Consigne: Modifiez le passage de l’extrait sur le temps historique qui s’ouvre sur les mots contenant « Tout travail historique » et se ferme sur « de souffle court. », puis recopiez-le en remplaçant « récit précipité » par « récit haletant ».

Tout travail historique décompose le temps révolu, choisit entre ses réalités chronologiques, selon des préférences et exclusives plus ou moins conscientes. L’histoire traditionnelle attentive au temps bref, à l’individu, à l’événement, nous a depuis longtemps habitués à son récit précipité, dramatique, de souffle court.
La nouvelle histoire économique et sociale met au premier plan de sa recherche l’oscillation cyclique et elle mise sur la durée : elle s’est prise au mirage, à la réalité aussi des montées et descentes cycliques des prix. Il y a ainsi, aujourd’hui, à côté du récit ( ou du “récitatif” traditionnel ), un récitatif de la conjoncture qui met en cause le passé par large tranches : dizaines, vingtaines ou cinquantaines d’années.

Données fournies:
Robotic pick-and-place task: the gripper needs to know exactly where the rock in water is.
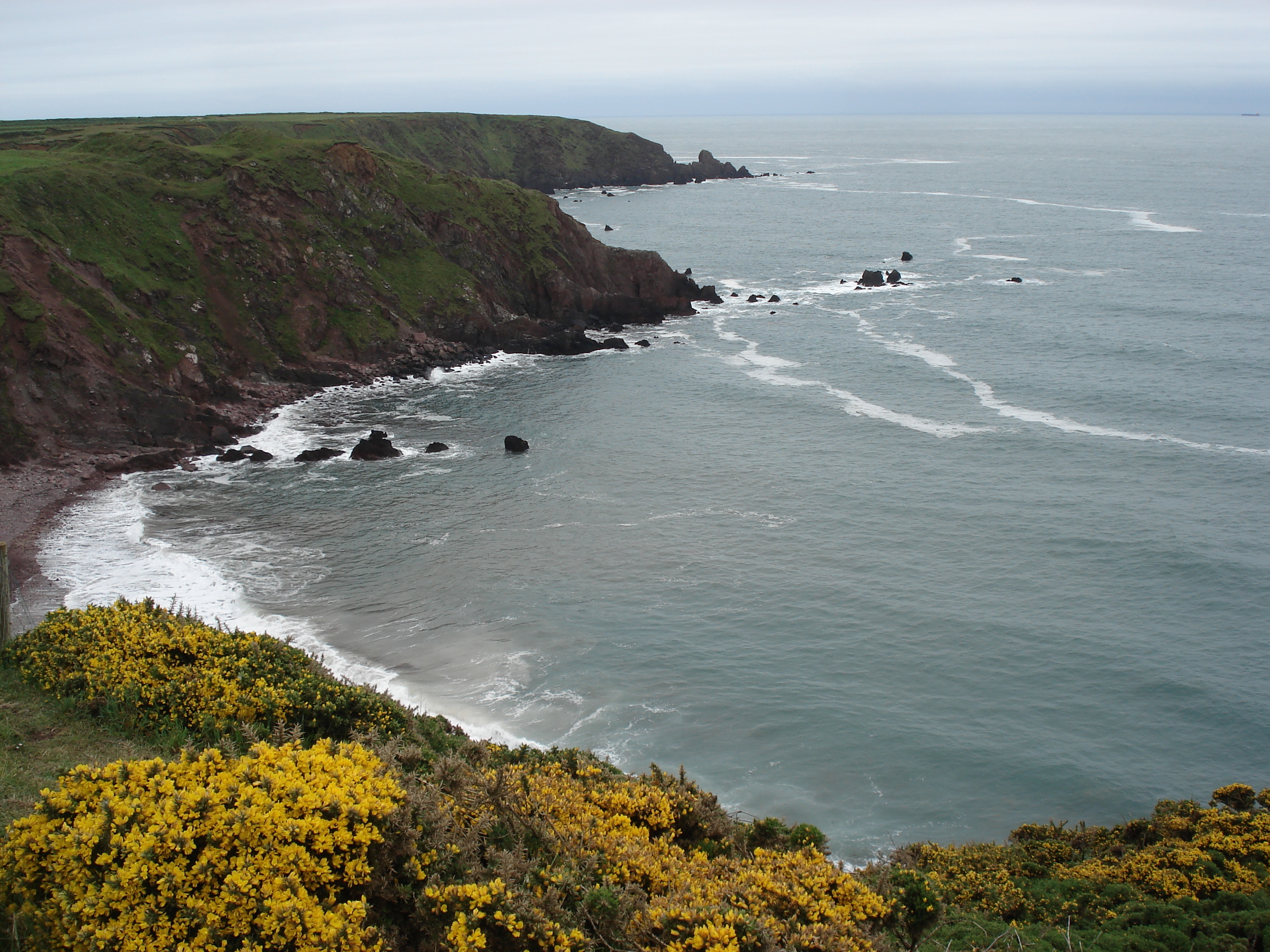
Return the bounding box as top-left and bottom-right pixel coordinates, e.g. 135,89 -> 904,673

Réponse finale:
Tout travail historique décompose le temps révolu, choisit entre ses réalités chronologiques, selon des préférences et exclusives plus ou moins conscientes. L’histoire traditionnelle attentive au temps bref, à l’individu, à l’événement, nous a depuis longtemps habitués à son récit haletant, dramatique, de souffle court.